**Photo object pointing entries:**
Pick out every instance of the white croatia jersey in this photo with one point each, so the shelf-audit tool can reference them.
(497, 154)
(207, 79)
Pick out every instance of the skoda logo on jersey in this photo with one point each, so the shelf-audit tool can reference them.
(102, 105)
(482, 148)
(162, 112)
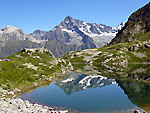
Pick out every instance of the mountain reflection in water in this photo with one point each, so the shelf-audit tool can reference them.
(120, 91)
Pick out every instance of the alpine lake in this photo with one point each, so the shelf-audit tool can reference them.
(98, 89)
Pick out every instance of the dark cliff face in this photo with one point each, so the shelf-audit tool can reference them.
(137, 25)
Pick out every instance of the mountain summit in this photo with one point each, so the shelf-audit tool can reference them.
(137, 25)
(70, 35)
(79, 33)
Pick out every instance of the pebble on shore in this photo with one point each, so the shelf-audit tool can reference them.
(17, 105)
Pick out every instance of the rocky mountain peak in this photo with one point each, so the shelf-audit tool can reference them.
(137, 25)
(9, 28)
(68, 19)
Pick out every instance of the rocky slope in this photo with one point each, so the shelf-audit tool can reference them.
(69, 35)
(137, 25)
(116, 55)
(75, 32)
(16, 105)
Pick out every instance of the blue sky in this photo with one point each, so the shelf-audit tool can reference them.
(30, 15)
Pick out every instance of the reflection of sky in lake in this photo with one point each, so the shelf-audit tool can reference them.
(105, 99)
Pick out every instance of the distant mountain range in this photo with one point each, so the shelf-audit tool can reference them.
(75, 82)
(69, 35)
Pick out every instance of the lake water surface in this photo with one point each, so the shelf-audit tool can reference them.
(83, 93)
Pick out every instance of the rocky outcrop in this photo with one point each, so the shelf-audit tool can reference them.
(17, 105)
(137, 25)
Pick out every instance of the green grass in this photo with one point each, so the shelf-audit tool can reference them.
(22, 77)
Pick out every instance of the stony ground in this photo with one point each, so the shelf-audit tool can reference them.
(17, 105)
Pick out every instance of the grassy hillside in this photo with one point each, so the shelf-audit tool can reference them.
(30, 68)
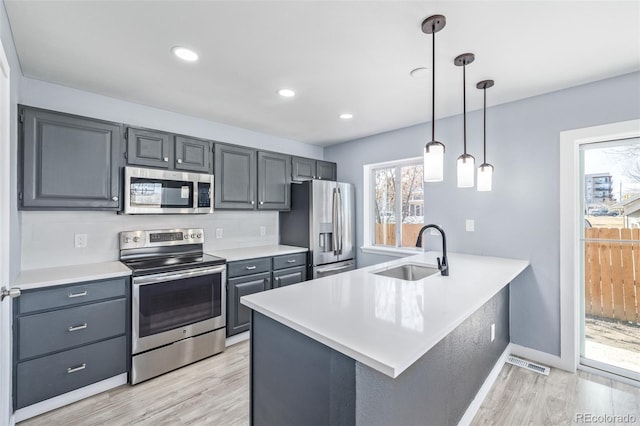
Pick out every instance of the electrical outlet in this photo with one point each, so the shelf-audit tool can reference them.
(470, 225)
(80, 240)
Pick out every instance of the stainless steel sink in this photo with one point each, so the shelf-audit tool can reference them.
(408, 272)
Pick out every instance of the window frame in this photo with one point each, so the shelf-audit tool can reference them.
(369, 245)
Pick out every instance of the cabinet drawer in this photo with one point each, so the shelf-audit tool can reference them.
(289, 276)
(246, 267)
(46, 377)
(289, 260)
(47, 332)
(62, 296)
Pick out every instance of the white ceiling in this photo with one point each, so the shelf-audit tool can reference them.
(339, 56)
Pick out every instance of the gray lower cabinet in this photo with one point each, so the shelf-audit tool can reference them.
(250, 276)
(274, 179)
(235, 177)
(307, 168)
(238, 315)
(69, 336)
(68, 162)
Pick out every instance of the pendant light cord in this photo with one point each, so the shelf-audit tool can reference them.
(433, 85)
(484, 126)
(464, 105)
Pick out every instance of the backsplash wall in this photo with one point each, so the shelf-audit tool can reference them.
(48, 237)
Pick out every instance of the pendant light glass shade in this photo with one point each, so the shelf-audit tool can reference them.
(485, 171)
(466, 171)
(485, 177)
(433, 170)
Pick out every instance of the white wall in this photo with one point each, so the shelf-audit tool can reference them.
(16, 80)
(48, 237)
(520, 217)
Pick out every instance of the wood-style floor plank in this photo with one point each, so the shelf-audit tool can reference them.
(215, 391)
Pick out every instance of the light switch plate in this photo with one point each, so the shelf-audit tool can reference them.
(80, 240)
(470, 225)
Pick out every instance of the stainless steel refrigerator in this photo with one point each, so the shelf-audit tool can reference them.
(322, 219)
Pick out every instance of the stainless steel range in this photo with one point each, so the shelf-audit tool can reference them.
(178, 300)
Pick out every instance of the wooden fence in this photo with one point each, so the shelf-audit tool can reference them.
(612, 269)
(386, 234)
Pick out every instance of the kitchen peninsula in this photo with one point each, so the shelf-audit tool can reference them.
(362, 348)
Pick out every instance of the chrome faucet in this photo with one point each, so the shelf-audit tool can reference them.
(443, 266)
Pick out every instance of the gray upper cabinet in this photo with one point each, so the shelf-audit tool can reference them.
(235, 177)
(307, 168)
(326, 170)
(68, 162)
(193, 154)
(303, 168)
(274, 189)
(149, 148)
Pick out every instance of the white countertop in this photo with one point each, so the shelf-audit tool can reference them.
(383, 322)
(245, 253)
(36, 278)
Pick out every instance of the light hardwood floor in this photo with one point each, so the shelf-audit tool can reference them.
(216, 392)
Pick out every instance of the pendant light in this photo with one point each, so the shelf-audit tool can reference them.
(466, 162)
(485, 171)
(433, 170)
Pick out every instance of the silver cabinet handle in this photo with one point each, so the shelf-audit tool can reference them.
(12, 293)
(78, 327)
(78, 368)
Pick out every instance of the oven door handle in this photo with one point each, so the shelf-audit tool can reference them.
(172, 276)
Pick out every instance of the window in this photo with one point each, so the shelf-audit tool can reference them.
(394, 196)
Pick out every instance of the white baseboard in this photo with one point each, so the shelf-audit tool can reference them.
(236, 339)
(541, 357)
(473, 408)
(69, 397)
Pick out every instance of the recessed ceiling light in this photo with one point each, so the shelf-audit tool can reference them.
(421, 72)
(286, 93)
(185, 54)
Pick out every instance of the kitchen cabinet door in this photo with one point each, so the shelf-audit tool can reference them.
(68, 162)
(193, 154)
(274, 182)
(238, 315)
(235, 177)
(149, 148)
(289, 276)
(326, 170)
(303, 168)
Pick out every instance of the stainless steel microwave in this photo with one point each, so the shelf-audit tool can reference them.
(153, 191)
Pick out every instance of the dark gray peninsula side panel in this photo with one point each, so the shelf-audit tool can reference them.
(296, 380)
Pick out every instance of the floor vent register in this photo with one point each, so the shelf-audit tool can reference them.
(519, 362)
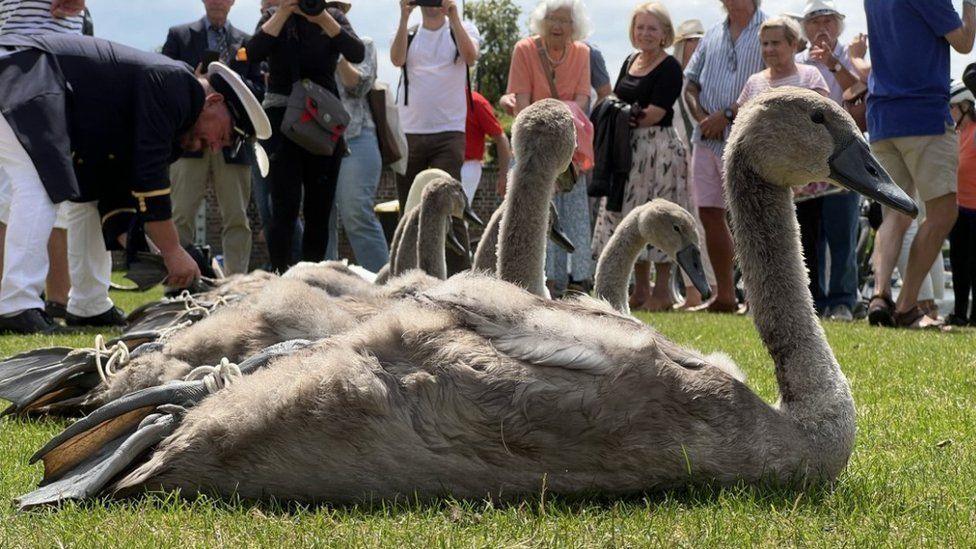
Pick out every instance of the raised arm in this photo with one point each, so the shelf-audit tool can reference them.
(398, 50)
(467, 47)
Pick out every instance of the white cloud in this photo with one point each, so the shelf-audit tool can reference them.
(143, 24)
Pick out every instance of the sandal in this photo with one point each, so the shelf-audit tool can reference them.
(881, 311)
(916, 319)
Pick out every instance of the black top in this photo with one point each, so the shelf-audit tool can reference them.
(188, 43)
(661, 87)
(125, 110)
(317, 54)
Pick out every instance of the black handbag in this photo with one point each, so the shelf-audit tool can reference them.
(314, 118)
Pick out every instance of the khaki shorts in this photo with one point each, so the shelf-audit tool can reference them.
(923, 166)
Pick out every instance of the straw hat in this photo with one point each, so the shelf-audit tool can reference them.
(689, 29)
(816, 8)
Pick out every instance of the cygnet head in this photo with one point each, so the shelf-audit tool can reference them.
(791, 137)
(544, 136)
(671, 229)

**PROBLEM REQUIREMENTS:** Please express the entries above as a JSON list of strings, with one string per line, skipping blank lines and leaving out the pictures.

**EXERCISE ANSWER:**
[
  "Pick out every instance of the white croatia jersey in this photo with one point each, so the shelf-audit tool can reference them.",
  "(497, 154)",
  "(207, 79)",
  "Pick out every instance of the skoda logo on jersey in this photo with one point each, so the shelf-audit tool can reference them.",
  "(102, 105)",
  "(482, 148)",
  "(162, 112)",
  "Pick out every instance of the mountain reflection in water in this photo with one point each, so the shelf-audit tool can reference them.",
  "(120, 91)",
  "Pick out every instance of the alpine lake in this photo with one point each, so the shelf-audit tool can reference them.",
  "(98, 89)",
  "Pick out every instance of the dark cliff face in this photo with one point each, so the shelf-audit tool can reference them.",
  "(137, 25)",
  "Pick out every instance of the mountain summit in this photo with one point each, so the shelf-audit tool can reference them.",
  "(137, 25)",
  "(70, 35)",
  "(79, 33)",
  "Pick out every instance of the pebble on shore in this photo with one point each, so the shelf-audit tool can reference them.",
  "(17, 105)",
  "Pick out every instance of the rocky mountain peak in this photo with one point each, so the shelf-audit tool can reference them.",
  "(137, 25)",
  "(9, 28)",
  "(68, 19)",
  "Pick out every instance of the rocky slope in this photo with one point each, so the shelf-audit tool can reference them.",
  "(69, 35)",
  "(137, 25)",
  "(116, 55)",
  "(75, 32)",
  "(16, 105)",
  "Pick out every instance of the blue sky in this photo with one point each, so the shelf-audit tool can reference them.",
  "(30, 15)",
  "Pick out every instance of the reflection of sky in lake in this photo with one point each, so the shelf-audit tool can reference them.",
  "(105, 99)",
  "Pick out every instance of the distant mountain range in this photo with one point each, so the shelf-audit tool can reference them.",
  "(75, 82)",
  "(69, 35)",
  "Pick out every instance of the lake water surface in this photo with one point each, so the shelf-audit tool can reference them.",
  "(83, 93)",
  "Pick out every instance of the rocky outcrop in this photo with one point each, so the shelf-audit tool can reference them.",
  "(17, 105)",
  "(137, 25)",
  "Pick out every instance of the green grass in this photo with one point each, so the shelf-audit tool can reference them.",
  "(22, 77)",
  "Pick out every instance of the stony ground in this photo with one point each, so the shelf-audit tool can reference them.",
  "(17, 105)",
  "Pick out every instance of the grassy hillside in this photo with one point each, so the shelf-audit tool can reference them.",
  "(30, 68)",
  "Pick out every instance of the electrical outlet in this photo with one point each, so the shelf-audit tool can reference them.",
  "(470, 225)",
  "(80, 240)",
  "Pick out every instance of the stainless steel sink in this photo with one point each, so the shelf-audit tool can reference them.",
  "(408, 272)",
  "Pick out every instance of the window frame in this photo with one point each, so the shelf-audit tool can reference them.",
  "(369, 245)",
  "Pick out every instance of the cabinet drawer in this photo with one point each, so the shelf-audit tool can reference them.",
  "(289, 276)",
  "(246, 267)",
  "(46, 377)",
  "(289, 260)",
  "(47, 332)",
  "(62, 296)",
  "Pick out every instance of the white ceiling in this photo with one point each, so the shelf-audit tool can reference them.",
  "(339, 56)",
  "Pick out every instance of the gray lower cabinet in this photo with one point each, so the shelf-audit tool can reference them.",
  "(250, 276)",
  "(274, 179)",
  "(235, 177)",
  "(307, 168)",
  "(238, 315)",
  "(69, 336)",
  "(68, 162)",
  "Pick out every instance of the pendant light cord in this photo with one point each, so the shelf-audit tool can reference them.",
  "(433, 85)",
  "(484, 126)",
  "(464, 105)",
  "Pick out every instance of the backsplash wall in this photo with one point each, so the shelf-audit tool can reference them.",
  "(48, 237)",
  "Pick out every instance of the pendant light glass shade in this photo with one point each, so the shelf-audit tool can reference them.",
  "(485, 171)",
  "(466, 171)",
  "(485, 177)",
  "(433, 170)",
  "Pick out every instance of the white wall in this photo with one point each, so the shelf-audit tool can reference them.",
  "(16, 80)",
  "(48, 237)",
  "(520, 217)",
  "Pick out every instance of the wood-style floor plank in this photo with one point each, so the shelf-audit tool can reference them.",
  "(215, 391)",
  "Pick out every instance of the light switch plate in this photo with one point each, so the shelf-audit tool can reference them.",
  "(80, 240)",
  "(470, 225)",
  "Pick out every instance of the stainless steel refrigerator in this photo with one point each, so the shelf-audit tool can reference them.",
  "(322, 219)",
  "Pick out every instance of the stainless steel range in this photo with one point each, so the shelf-audit tool can reference them.",
  "(178, 300)",
  "Pick out every instance of the wooden fence in this photo with one point each, so the shelf-audit tool can reference them.",
  "(612, 269)",
  "(386, 234)",
  "Pick out every instance of the kitchen peninsula in this photo with one point each, so the shelf-audit tool can reference them.",
  "(362, 348)",
  "Pick out every instance of the chrome faucet in this photo with one point each, so the shelf-audit tool can reference them.",
  "(443, 266)",
  "Pick out every instance of the gray upper cabinet in this photo with one point each, so the shelf-audit tool can reference them.",
  "(235, 177)",
  "(307, 168)",
  "(326, 170)",
  "(68, 162)",
  "(193, 154)",
  "(303, 168)",
  "(274, 189)",
  "(149, 148)",
  "Pick out every instance of the white countertop in this photo with one point each, so the shelf-audit tool can reference them.",
  "(383, 322)",
  "(245, 253)",
  "(36, 278)",
  "Pick out every instance of the light hardwood floor in this photo with one point each, so the shelf-audit tool can reference them.",
  "(216, 392)",
  "Pick out every instance of the pendant light in this photo with one point each, so the shelf-audit tool can reference them.",
  "(466, 162)",
  "(485, 171)",
  "(433, 170)",
  "Pick out every instance of the silver cabinet handle in this photo with one point each, so the shelf-audit tool can reference them.",
  "(12, 293)",
  "(78, 327)",
  "(78, 368)",
  "Pick out every instance of the oven door handle in this photo with one point each, so the shelf-audit tool can reference them.",
  "(172, 276)",
  "Pick out every instance of the window in this photo with one point each, so the shelf-audit tool can reference them.",
  "(394, 196)",
  "Pick out every instance of the white baseboard in this photo with one point each, so the shelf-audit tool can reference them.",
  "(236, 339)",
  "(541, 357)",
  "(473, 408)",
  "(69, 397)",
  "Pick out every instance of the recessed ceiling light in this photo with one point each, so the shelf-audit tool can reference them.",
  "(421, 72)",
  "(286, 93)",
  "(185, 54)",
  "Pick out every instance of the kitchen cabinet door in this photo with one point each, so the shelf-audit tool can reference them.",
  "(68, 162)",
  "(193, 154)",
  "(274, 182)",
  "(238, 315)",
  "(235, 177)",
  "(149, 148)",
  "(289, 276)",
  "(326, 170)",
  "(303, 168)",
  "Pick out every instance of the stainless steel microwave in this photo with one point each, so the shelf-audit tool can reference them.",
  "(153, 191)",
  "Pick out every instance of the dark gray peninsula side panel in this photo with one point each, so the shelf-audit tool can reference them.",
  "(296, 380)",
  "Pick out every instance of the floor vent register in this photo with one point each, so the shelf-audit tool can reference them.",
  "(519, 362)",
  "Pick out every instance of the raised arm in this photo with one point each, so the shelf-audit tool can reference them.",
  "(398, 50)",
  "(467, 47)",
  "Pick out every instance of the white cloud in this photo with one point each, so the shelf-audit tool can reference them.",
  "(143, 24)",
  "Pick out every instance of the sandal in this photo with one point each, so the shelf-audit tool can reference them.",
  "(881, 311)",
  "(916, 319)",
  "Pick out every instance of the black top in this photo with one point each, so the shelf-audit tool can reference them.",
  "(188, 43)",
  "(661, 87)",
  "(125, 110)",
  "(317, 54)",
  "Pick out every instance of the black handbag in this photo with one point each, so the shelf-audit tool can reference them.",
  "(314, 118)",
  "Pick out every instance of the khaki shorts in this photo with one point each, so the shelf-audit tool can reference them.",
  "(923, 166)",
  "Pick out every instance of the straw hat in this photo with one point each, so the shelf-audit tool can reference them.",
  "(689, 29)",
  "(816, 8)",
  "Pick out every instance of the cygnet head in this photo with one point each, so the shelf-audit tool can reference them.",
  "(791, 137)",
  "(544, 136)",
  "(671, 229)"
]